[Material for this exercise start]
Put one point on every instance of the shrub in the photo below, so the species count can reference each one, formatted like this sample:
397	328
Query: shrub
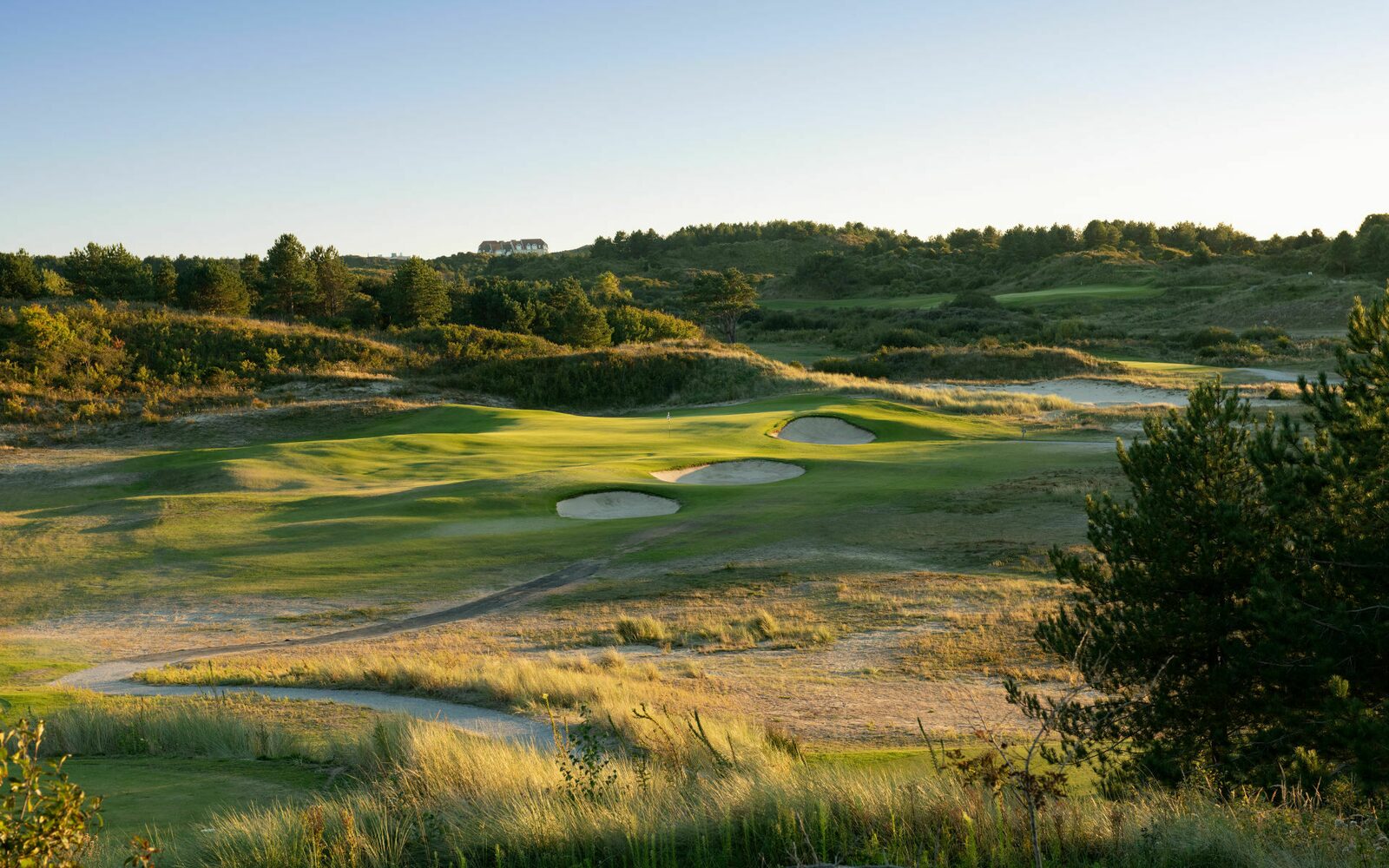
1210	337
45	819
[Material for this exercise end]
[Instructions to follow] Rewrite the material above, changing "shrub" to "bush" wherever it appears and leaving everything else as it is. Leave the pictures out.

[Written reply]
Put one point on every instance of the bush in the photo below, so the species count can reference each one, formatted like this sample:
397	328
Query: bush
1210	337
45	819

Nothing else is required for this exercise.